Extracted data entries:
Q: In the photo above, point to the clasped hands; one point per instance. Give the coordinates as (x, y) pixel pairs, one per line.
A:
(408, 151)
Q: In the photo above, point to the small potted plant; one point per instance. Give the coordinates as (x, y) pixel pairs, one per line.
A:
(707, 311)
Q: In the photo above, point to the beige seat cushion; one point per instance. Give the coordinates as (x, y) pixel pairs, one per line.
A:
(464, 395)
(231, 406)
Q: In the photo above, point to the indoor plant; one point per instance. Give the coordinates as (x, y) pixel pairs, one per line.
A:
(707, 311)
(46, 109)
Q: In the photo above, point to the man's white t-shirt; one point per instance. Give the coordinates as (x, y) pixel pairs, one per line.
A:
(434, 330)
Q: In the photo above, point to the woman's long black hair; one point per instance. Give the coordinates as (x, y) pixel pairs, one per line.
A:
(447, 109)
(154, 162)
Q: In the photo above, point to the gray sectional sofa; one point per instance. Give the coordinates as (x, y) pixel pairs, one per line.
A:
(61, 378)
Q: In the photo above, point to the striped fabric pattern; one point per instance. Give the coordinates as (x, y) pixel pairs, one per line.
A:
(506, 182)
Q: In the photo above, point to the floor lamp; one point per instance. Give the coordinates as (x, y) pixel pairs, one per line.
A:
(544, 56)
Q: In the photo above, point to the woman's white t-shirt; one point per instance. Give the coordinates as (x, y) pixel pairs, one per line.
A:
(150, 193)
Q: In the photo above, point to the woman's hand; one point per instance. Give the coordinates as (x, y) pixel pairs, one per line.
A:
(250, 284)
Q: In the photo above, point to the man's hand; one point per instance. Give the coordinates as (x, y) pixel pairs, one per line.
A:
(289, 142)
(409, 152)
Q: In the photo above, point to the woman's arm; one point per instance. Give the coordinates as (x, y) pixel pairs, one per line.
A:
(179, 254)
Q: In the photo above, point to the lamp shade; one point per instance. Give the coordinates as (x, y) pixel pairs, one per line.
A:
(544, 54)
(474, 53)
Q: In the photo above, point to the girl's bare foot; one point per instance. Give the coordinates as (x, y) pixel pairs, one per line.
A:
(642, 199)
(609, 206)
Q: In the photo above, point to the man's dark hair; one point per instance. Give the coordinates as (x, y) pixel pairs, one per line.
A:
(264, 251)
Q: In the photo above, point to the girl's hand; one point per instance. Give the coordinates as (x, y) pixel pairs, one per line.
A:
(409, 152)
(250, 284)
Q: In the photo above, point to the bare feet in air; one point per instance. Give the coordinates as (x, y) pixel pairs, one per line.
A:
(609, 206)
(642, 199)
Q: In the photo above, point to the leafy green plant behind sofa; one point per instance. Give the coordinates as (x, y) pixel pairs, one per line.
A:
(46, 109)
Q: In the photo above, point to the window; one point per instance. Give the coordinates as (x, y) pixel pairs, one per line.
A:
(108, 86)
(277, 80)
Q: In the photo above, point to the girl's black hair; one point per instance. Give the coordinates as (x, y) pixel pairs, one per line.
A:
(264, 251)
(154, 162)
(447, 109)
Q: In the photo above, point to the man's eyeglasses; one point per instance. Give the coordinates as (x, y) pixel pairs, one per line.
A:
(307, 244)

Aim of the task: Repeat the full set of records above character for character.

Answer to the exercise:
Q: In the photo above, point to the clasped hands; one point per instance. Give the coordinates as (x, y) pixel pairs, one per line.
A:
(408, 151)
Q: In the photo above, point to the small potted plant; one point per instance. Give the coordinates as (x, y) pixel pairs, one per line.
A:
(707, 311)
Q: In the photo above, point to the beige seat cushion; one point per instance. Give the coordinates as (x, y) pixel pairs, one per line.
A:
(464, 395)
(231, 406)
Q: In the photo above, point to the indoor plant; one point per instance. Give the coordinates as (x, y) pixel pairs, one per line.
A:
(707, 311)
(46, 109)
Q: In the photo above, point to the man's white t-shirt; one point per instance. Give the coordinates as (x, y) pixel pairs, one per line.
A:
(434, 330)
Q: In the photo above, point to the woman's long black hair; one point per instance. Give the coordinates as (x, y) pixel pairs, one per line.
A:
(447, 109)
(154, 162)
Q: In the photo above, point to the gray sectional sofa; one point per instance. Give the coordinates as (x, y) pixel pairs, one per line.
A:
(61, 378)
Q: In the photo above, point to the striped fabric pattern; one point per instance. Give the coordinates as (x, y) pixel pairs, one per line.
A:
(506, 182)
Q: In the photo above, point to the floor lamp; one point per instance. Give the coordinates as (x, y) pixel pairs, one per line.
A:
(544, 56)
Q: In the photo above, point to the woman's white t-shirt; one point per instance. Give the coordinates as (x, y) pixel pairs, one per line.
A:
(150, 193)
Q: In the photo above, point to the woman's hand; one point per instance. Give the coordinates as (x, y) pixel pairs, one per line.
A:
(250, 284)
Q: In the photo above, point to the man's hand; one point per instance. Give the coordinates as (x, y) pixel pairs, one per line.
A:
(289, 142)
(409, 152)
Q: In the photo above, point to the woman's arm; one point per instance. Give the coordinates as (x, y) pixel pairs, one per line.
A:
(179, 254)
Q: In the photo above, point to the lamp shade; one point per instance. Give the coordinates as (x, y) pixel pairs, one per line.
A:
(544, 54)
(474, 53)
Q: In the photo above, point to the girl's bare foot; one point per instance. Give the coordinates as (x, y) pixel pairs, one per line.
A:
(642, 199)
(609, 206)
Q: In the photo above, point to the man's dark hair; one point per instance. Give the coordinates as (x, y) pixel pairs, one per line.
A:
(264, 251)
Q: In the photo above, point to the girl's hand; one point per instance. Give the coordinates as (x, y) pixel pairs, one per line.
A:
(409, 152)
(250, 284)
Q: In the photo above, point to the bare feet in air; one point per instance. Give the coordinates as (x, y) pixel pairs, one per line.
A:
(609, 206)
(642, 199)
Q: In the photo above, point to the leafy green plant behind sofa; one point per instance. Give the coordinates as (x, y) pixel pairs, one per line.
A:
(46, 109)
Q: In the photo above, point to the window; one point per instance. Give the coordinates as (x, y) pixel pairs, one per line.
A:
(108, 86)
(277, 80)
Q: In the photo above, point to the girl's black hair; one point per instance. Give the coordinates as (x, y) pixel pairs, one per line.
A:
(264, 251)
(154, 162)
(447, 109)
Q: In the photo above, point to the man's eyeglasses; one point per instance. Give the coordinates as (x, y) pixel pairs, one per line.
A:
(307, 244)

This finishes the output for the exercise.